--- start Task inputs ---

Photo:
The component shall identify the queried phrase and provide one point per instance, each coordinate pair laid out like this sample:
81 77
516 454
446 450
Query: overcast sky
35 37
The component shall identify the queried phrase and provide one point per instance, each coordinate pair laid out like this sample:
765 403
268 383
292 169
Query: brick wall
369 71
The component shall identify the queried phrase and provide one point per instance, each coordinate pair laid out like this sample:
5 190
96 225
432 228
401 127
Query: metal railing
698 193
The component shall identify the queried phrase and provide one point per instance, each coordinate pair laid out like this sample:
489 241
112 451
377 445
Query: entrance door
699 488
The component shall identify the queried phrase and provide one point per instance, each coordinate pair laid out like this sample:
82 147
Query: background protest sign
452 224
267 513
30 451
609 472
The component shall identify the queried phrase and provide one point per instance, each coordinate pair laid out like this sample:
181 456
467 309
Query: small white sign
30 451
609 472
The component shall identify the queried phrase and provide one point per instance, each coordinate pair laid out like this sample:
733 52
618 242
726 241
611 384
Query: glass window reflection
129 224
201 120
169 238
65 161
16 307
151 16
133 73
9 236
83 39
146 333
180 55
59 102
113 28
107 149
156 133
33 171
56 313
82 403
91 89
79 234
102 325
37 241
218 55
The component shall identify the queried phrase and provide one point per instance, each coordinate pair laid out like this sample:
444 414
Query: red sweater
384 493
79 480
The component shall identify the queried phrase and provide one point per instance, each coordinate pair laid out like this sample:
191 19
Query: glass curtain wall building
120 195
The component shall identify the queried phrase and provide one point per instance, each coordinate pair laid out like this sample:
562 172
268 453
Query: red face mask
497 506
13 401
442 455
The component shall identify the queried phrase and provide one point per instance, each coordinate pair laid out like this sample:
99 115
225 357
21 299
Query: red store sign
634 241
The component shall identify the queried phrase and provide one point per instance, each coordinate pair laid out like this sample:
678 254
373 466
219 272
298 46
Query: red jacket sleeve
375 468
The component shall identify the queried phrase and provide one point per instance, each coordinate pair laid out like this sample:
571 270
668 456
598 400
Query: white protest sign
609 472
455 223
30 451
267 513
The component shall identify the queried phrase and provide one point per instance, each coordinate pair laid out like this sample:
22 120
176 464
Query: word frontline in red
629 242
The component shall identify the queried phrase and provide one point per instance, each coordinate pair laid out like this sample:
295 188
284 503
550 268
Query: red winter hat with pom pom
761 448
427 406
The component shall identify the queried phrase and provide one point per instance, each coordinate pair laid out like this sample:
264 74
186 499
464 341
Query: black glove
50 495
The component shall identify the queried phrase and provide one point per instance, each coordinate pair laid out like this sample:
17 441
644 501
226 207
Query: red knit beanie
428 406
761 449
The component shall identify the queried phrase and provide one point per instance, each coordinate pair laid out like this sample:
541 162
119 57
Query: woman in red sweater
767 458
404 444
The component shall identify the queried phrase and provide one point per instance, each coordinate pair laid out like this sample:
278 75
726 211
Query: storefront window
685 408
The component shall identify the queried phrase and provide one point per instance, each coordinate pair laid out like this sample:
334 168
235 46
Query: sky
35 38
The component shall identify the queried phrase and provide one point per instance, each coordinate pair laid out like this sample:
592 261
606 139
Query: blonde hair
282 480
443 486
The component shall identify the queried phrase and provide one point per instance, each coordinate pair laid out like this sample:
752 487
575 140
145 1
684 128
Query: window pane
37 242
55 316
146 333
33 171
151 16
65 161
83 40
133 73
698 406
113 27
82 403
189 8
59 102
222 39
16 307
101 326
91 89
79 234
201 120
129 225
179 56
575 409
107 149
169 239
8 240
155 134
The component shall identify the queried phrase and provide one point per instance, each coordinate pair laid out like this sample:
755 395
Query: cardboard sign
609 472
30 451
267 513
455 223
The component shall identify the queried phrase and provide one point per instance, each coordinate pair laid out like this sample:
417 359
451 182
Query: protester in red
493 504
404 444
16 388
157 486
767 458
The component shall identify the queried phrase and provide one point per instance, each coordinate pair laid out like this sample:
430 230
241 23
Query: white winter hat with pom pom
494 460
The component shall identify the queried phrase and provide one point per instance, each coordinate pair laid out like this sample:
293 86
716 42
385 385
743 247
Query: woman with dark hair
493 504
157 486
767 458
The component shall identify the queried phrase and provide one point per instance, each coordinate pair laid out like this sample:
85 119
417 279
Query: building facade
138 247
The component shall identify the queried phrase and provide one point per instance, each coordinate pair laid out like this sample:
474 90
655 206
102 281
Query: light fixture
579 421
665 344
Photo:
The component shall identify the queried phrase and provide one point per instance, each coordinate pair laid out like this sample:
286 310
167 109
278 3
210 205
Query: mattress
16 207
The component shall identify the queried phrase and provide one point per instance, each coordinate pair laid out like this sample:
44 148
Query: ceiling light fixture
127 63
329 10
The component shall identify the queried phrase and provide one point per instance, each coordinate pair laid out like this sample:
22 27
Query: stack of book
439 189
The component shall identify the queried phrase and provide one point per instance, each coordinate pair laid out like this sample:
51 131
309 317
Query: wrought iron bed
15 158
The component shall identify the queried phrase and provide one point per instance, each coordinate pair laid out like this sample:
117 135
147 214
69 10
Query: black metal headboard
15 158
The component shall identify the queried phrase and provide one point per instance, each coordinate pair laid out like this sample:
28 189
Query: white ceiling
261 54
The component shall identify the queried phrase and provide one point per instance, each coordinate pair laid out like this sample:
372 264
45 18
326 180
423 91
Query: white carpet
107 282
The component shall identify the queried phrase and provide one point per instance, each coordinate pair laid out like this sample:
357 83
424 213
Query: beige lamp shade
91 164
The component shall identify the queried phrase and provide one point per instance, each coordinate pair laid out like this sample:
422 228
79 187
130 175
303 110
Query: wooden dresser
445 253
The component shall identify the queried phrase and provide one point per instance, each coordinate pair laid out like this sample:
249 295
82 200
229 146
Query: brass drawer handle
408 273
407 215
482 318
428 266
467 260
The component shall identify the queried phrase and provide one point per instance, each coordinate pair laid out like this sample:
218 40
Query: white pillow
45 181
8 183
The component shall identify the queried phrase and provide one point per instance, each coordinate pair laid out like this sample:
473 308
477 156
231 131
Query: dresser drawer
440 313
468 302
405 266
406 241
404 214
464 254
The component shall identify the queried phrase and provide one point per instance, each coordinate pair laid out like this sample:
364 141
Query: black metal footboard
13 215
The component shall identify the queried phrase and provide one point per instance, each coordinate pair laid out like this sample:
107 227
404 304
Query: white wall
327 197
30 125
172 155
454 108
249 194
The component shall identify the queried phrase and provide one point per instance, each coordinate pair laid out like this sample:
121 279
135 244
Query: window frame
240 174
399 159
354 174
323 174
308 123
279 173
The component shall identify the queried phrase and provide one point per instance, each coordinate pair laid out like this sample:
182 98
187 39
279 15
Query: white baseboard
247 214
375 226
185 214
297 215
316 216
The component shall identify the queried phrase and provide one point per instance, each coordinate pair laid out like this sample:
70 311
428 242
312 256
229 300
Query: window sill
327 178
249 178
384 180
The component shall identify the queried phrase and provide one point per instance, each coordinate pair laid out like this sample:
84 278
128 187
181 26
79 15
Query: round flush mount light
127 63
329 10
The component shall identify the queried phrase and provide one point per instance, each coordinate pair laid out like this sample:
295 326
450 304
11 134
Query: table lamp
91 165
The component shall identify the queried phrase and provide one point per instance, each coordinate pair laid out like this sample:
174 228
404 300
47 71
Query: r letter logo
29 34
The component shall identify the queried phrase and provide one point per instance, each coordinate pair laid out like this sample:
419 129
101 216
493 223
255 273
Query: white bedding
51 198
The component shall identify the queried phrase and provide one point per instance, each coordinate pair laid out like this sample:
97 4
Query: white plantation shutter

--- end Task inputs ---

Copy the data above exactly. Every line must be included.

- _Solution_:
Photo:
The component shall identify the queried phrase and provide one point per instance, each coordinate pair laid out like this sample:
81 77
516 454
446 450
Query: overcast sky
35 37
The component shall identify the queried phrase and provide one point per instance, each coordinate pair laid out like this sample:
765 403
268 383
292 169
Query: brick wall
369 71
The component shall identify the queried phrase and provide one point per instance, each coordinate pair laid out like this sample:
5 190
96 225
432 228
401 127
Query: metal railing
698 193
The component shall identify the queried phrase and provide one point per instance, each coordinate pair laid out like this sample:
489 241
112 451
377 445
Query: entrance door
699 488
The component shall identify the queried phrase and provide one point per instance, each coordinate pair laid out like this sample:
82 147
Query: background protest sign
452 224
267 513
30 451
609 472
The component shall identify the queried phrase and provide one point per instance, each coordinate pair laid out like this sample:
181 456
467 309
Query: small white sign
30 451
609 472
The component shall identify the queried phrase and provide one point per instance, each coordinate pair laid out like this sample:
733 52
618 242
726 241
611 384
Query: glass window reflection
129 224
201 120
169 238
65 161
16 307
151 16
133 73
9 236
83 39
146 333
180 55
59 102
113 28
107 149
156 133
33 171
56 313
82 403
91 89
79 234
102 325
37 241
218 55
The component shall identify the queried phrase and provide one point per instance, each coordinate pair laid out like this sample:
444 414
Query: red sweater
384 493
79 480
The component shall identify the queried phrase and provide one point per instance, each coordinate pair laid out like this sample:
191 19
Query: glass curtain wall building
120 195
The component shall identify the queried phrase and provide one point per instance, each coordinate pair laid out like this sample:
562 172
268 453
Query: red face mask
497 506
13 401
442 455
The component shall identify the queried phrase and provide one point per instance, each coordinate pair laid out like this sample:
99 115
225 357
21 299
Query: red store sign
634 241
The component shall identify the queried phrase and provide one point per instance, each coordinate pair laid out like this sample:
678 254
373 466
219 272
298 46
Query: red jacket sleeve
375 468
The component shall identify the queried phrase and provide one point per instance, each coordinate pair laid out like this sample:
571 270
668 456
598 400
Query: white protest sign
609 472
455 223
30 451
267 513
The component shall identify the queried phrase and provide one point per instance, each coordinate pair laid out like this sample:
22 120
176 464
Query: word frontline in red
629 242
The component shall identify the queried phrase and provide one point per instance, each coordinate pair laid out like this sample:
295 188
284 503
550 268
Query: red winter hat with pom pom
761 448
427 406
The component shall identify the queried phrase and provide one point per instance, each coordinate pair laid out like this sample:
264 74
186 499
464 341
Query: black glove
50 495
The component shall identify the queried phrase and provide one point per instance, each coordinate pair laid out like this sample:
17 441
644 501
226 207
Query: red knit beanie
428 406
761 449
The component shall identify the queried phrase and provide one point per instance, each coordinate pair laid out like this sample:
541 162
119 57
Query: woman in red sweater
767 458
404 444
The component shall identify the queried phrase and provide one point per instance, each coordinate pair laid out like this sample:
278 75
726 211
Query: storefront window
685 408
The component shall identify the queried phrase and provide one point per instance, each coordinate pair laid out like this sample:
334 168
235 46
Query: sky
35 38
The component shall identify the queried phrase and provide one point per instance, each coordinate pair laid out like this sample:
592 261
606 139
Query: blonde hair
282 480
443 486
The component shall identify the queried phrase and provide one point per instance, each coordinate pair laid out like this sample:
752 487
575 140
145 1
684 128
Query: window pane
37 242
55 316
146 333
33 171
151 16
65 161
83 40
133 73
698 406
113 27
82 403
189 8
59 102
222 39
16 307
101 326
91 89
79 234
201 120
129 225
179 56
575 409
107 149
169 239
8 240
155 134
The component shall identify the queried phrase and provide one point per instance, each coordinate pair laid out like this sample:
755 395
Query: cardboard sign
609 472
30 451
267 513
455 223
The component shall identify the queried phrase and provide one point per instance, each coordinate pair laid out like this sample:
417 359
451 182
Query: protester in red
493 504
404 444
16 388
157 486
767 458
The component shall identify the queried phrase and provide one point per instance, each coordinate pair laid out like this sample:
430 230
241 23
Query: white winter hat with pom pom
494 460
The component shall identify the queried phrase and provide one point per instance, each coordinate pair laid out like this sample:
293 86
716 42
385 385
743 247
Query: woman with dark hair
493 504
157 486
767 458
The component shall identify the queried phrase and provide one point per instance, each coordinate pair laid out like this sample:
85 119
417 279
Query: building facade
138 247
The component shall identify the queried phrase and provide one point per instance, each coordinate pair laid out like this sample:
474 90
655 206
102 281
Query: light fixture
579 421
665 344
Photo:
The component shall identify the queried phrase and provide one point per instance, each coordinate pair laid out like this sample:
286 310
167 109
278 3
210 205
Query: mattress
16 207
The component shall identify the queried phrase and provide one point per instance, each coordinate pair laid out like this sample:
44 148
Query: ceiling light fixture
127 63
329 10
The component shall identify the queried phrase and provide one point per instance, each coordinate pair laid out like this sample:
22 27
Query: stack of book
439 189
The component shall identify the queried phrase and provide one point per instance, each coordinate pair laid out like this sample:
51 131
309 317
Query: wrought iron bed
15 158
The component shall identify the queried phrase and provide one point per instance, each coordinate pair laid out like this sample:
117 135
147 214
69 10
Query: black metal headboard
15 158
The component shall identify the queried phrase and provide one point per instance, each coordinate pair laid out like this sample:
28 189
Query: white ceiling
261 54
The component shall identify the queried phrase and provide one point per instance, each coordinate pair laid out like this sample:
372 264
45 18
326 180
423 91
Query: white carpet
107 282
The component shall identify the queried phrase and provide one point per instance, each coordinate pair laid out like this sample:
357 83
424 213
Query: beige lamp shade
91 164
The component shall identify the queried phrase and provide one point per instance, each coordinate pair laid out like this sample:
422 228
79 187
130 175
303 110
Query: wooden dresser
445 253
The component shall identify the queried phrase and provide one point per instance, each coordinate pair laid out like this sample:
249 295
82 200
229 146
Query: brass drawer handle
408 273
407 215
482 318
428 266
467 260
The component shall identify the queried phrase and provide one point per instance, each coordinate pair laid out like this sample:
218 40
Query: white pillow
45 181
8 183
The component shall identify the queried phrase and provide one point per instance, each coordinate pair laid out like this sample:
473 308
477 156
231 131
Query: dresser drawer
440 313
468 302
405 266
406 241
404 214
464 254
The component shall identify the queried phrase and provide one point per instance, each coordinate pair laid out like this sample:
364 141
Query: black metal footboard
13 215
The component shall identify the queried phrase and provide one point per instance, each coordinate pair laid out like this sample:
107 227
404 304
Query: white wall
327 197
30 125
172 155
454 108
249 194
The component shall identify the queried phrase and provide one point per instance, each coordinate pair laid out like this sample:
121 279
135 244
Query: window frame
240 174
399 159
354 174
323 174
308 123
279 173
The component shall identify the queried phrase and provide one point per instance, each coordinate pair laid out like this sample:
182 98
187 39
279 15
Query: white baseboard
247 214
375 226
185 214
297 215
316 216
The component shall identify the queried phrase and provide one point per instance, each coordinate pair laid out like this sample:
70 311
428 242
312 256
229 300
Query: window sill
327 178
249 178
384 180
The component shall identify the queried phrase and provide one point per instance, each coordinate pair laid out like this sample:
84 278
128 187
181 26
79 15
Query: round flush mount light
127 63
329 10
The component shall identify the queried phrase and provide one point per instance, each coordinate pair laid out like this sample:
295 326
450 304
11 134
Query: table lamp
91 165
The component shall identify the queried phrase and provide one point per instance, each coordinate pair laid out like this sample:
174 228
404 300
47 71
Query: r letter logo
29 34
The component shall identify the queried phrase and provide one point per instance, each coordinate pair laid out like this sample:
419 129
101 216
493 223
255 273
Query: white bedding
51 198
The component shall identify the queried phrase and provide one point per instance, each coordinate pair laid out like this sample:
97 4
Query: white plantation shutter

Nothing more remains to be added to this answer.